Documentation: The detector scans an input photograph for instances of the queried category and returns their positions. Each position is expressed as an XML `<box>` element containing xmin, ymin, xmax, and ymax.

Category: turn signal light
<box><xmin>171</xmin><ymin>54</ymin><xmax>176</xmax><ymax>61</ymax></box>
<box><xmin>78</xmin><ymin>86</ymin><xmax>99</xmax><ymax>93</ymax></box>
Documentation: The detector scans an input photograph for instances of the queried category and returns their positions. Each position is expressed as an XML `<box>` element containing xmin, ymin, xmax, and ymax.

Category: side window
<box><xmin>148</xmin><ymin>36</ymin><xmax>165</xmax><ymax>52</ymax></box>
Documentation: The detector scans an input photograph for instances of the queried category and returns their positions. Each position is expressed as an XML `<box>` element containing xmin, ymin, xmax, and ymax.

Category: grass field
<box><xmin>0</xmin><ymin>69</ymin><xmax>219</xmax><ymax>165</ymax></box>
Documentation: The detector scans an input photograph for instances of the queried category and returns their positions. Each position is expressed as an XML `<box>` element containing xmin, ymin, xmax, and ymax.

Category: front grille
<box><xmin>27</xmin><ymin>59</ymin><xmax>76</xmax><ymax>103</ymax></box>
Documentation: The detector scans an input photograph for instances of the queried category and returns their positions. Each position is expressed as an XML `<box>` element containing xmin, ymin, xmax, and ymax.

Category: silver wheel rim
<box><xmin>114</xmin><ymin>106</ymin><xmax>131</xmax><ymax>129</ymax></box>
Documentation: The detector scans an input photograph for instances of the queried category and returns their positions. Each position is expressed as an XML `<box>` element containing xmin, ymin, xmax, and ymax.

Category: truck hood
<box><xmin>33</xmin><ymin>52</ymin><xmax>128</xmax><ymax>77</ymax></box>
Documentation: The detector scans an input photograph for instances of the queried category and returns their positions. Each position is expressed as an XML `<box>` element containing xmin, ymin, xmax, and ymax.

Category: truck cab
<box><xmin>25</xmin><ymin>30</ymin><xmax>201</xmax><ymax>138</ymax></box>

### What is expected
Would you repeat each of the lines above exactly?

### Written solution
Documentation: The detector scans an input photograph for instances of the queried category and returns their positions. Each position is expressed as an XML `<box>` element containing xmin, ymin, xmax, and ymax.

Category: turn signal light
<box><xmin>171</xmin><ymin>54</ymin><xmax>176</xmax><ymax>61</ymax></box>
<box><xmin>78</xmin><ymin>86</ymin><xmax>99</xmax><ymax>93</ymax></box>
Documentation: The detector scans an input photograph for instances of the queried category and returns their positions. Each position is expressed as an XML `<box>` element containing xmin, ymin, xmax, and ymax.

Category: side window
<box><xmin>148</xmin><ymin>36</ymin><xmax>165</xmax><ymax>52</ymax></box>
Documentation: The detector scans an input photograph for instances of the queried category and returns their positions. Each position is expressed as an XML `<box>` element containing xmin, ymin, xmax, and ymax.

Category: grass field
<box><xmin>0</xmin><ymin>69</ymin><xmax>219</xmax><ymax>165</ymax></box>
Documentation: The detector scans an input photograph for instances of the queried category and returns their positions. Each position is expressed as an XML `<box>` element containing xmin, ymin, xmax, and ymax.

Category: front grille
<box><xmin>27</xmin><ymin>59</ymin><xmax>76</xmax><ymax>103</ymax></box>
Documentation: The detector scans an input photograph for instances of the queried category and returns their positions. Each position is expressed as an XML `<box>` element containing xmin, ymin, xmax, and ymax.

Category: silver wheel rim
<box><xmin>114</xmin><ymin>106</ymin><xmax>131</xmax><ymax>129</ymax></box>
Documentation: The detector scans an input photograph for instances of the queried category and returns their positions. Each position is expressed as an XML `<box>` element containing xmin, ymin, xmax, and ymax.

Category: truck hood
<box><xmin>33</xmin><ymin>52</ymin><xmax>128</xmax><ymax>77</ymax></box>
Documentation: The detector scans an input photograph for instances of the queried category and returns their positions. Each position is expressed as an XML `<box>` element containing xmin, ymin, xmax, and ymax.

Category: truck cab
<box><xmin>25</xmin><ymin>30</ymin><xmax>201</xmax><ymax>138</ymax></box>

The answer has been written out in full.